• [What is required]
Could you echo the data below verbatim, from the line containing "the blurred background" through the final line of the data, including both of those lines?

Stored data
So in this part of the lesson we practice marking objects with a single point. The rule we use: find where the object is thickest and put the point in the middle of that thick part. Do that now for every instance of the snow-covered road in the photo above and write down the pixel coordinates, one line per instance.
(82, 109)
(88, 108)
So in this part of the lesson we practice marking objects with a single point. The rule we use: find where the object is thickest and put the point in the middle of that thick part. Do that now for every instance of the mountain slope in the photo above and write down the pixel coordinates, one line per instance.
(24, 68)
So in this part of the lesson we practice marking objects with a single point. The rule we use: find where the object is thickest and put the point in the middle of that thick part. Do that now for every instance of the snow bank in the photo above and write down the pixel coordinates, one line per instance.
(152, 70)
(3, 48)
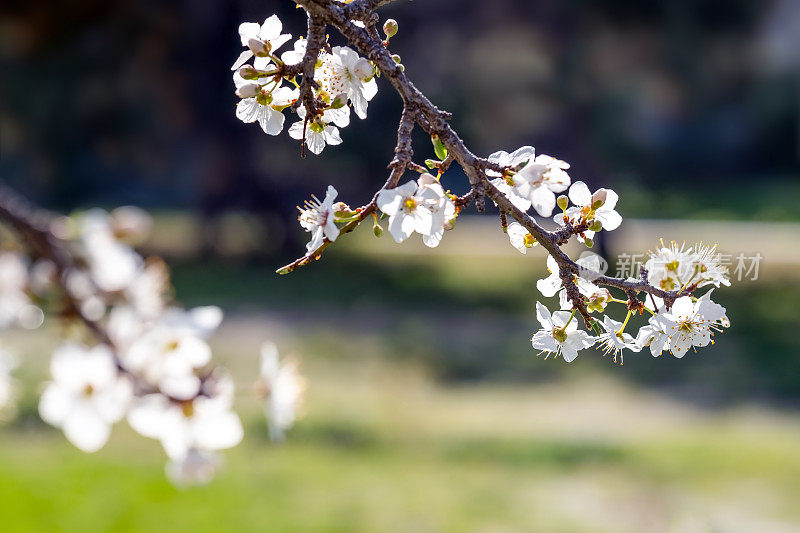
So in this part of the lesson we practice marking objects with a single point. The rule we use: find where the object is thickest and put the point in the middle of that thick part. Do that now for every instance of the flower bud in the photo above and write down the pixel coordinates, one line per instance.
(596, 225)
(248, 91)
(248, 72)
(390, 28)
(363, 69)
(259, 47)
(599, 198)
(439, 148)
(339, 102)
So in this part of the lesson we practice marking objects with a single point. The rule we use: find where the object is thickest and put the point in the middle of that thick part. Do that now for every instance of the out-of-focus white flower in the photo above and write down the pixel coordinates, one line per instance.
(167, 353)
(613, 341)
(692, 323)
(8, 393)
(318, 219)
(15, 305)
(284, 388)
(146, 292)
(269, 33)
(559, 334)
(205, 423)
(112, 264)
(539, 180)
(196, 468)
(167, 358)
(506, 184)
(87, 395)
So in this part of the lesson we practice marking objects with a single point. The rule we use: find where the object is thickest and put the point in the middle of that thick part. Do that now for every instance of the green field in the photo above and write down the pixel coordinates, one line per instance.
(428, 411)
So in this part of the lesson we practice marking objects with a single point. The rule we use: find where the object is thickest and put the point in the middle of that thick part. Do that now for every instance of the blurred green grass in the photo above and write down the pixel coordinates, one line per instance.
(428, 411)
(383, 448)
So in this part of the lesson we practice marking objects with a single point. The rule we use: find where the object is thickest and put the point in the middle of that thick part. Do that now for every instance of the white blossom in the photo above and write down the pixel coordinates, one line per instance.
(408, 209)
(709, 267)
(559, 334)
(8, 393)
(692, 323)
(86, 396)
(319, 132)
(168, 354)
(344, 72)
(539, 180)
(269, 32)
(442, 207)
(15, 305)
(654, 335)
(112, 264)
(285, 388)
(587, 210)
(318, 219)
(590, 267)
(265, 107)
(670, 267)
(514, 160)
(614, 340)
(204, 423)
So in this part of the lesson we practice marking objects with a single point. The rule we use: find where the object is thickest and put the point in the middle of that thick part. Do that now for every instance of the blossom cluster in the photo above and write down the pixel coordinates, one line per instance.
(150, 361)
(343, 79)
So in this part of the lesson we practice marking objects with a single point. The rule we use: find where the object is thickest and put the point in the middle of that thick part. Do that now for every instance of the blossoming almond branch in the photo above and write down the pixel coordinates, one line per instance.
(130, 351)
(335, 79)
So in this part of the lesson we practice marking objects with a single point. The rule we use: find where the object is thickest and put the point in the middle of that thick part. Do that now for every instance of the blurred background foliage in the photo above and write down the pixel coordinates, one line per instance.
(428, 409)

• [Reply]
So in this part of the lesson we practice marking objects with a single point. The rule we use: find where the object is thickest and put the point in the middle of that thick part. Do that now for every instance of the blurred background foliage in the photo above and write down the pixel coordinates, one line per instance.
(428, 409)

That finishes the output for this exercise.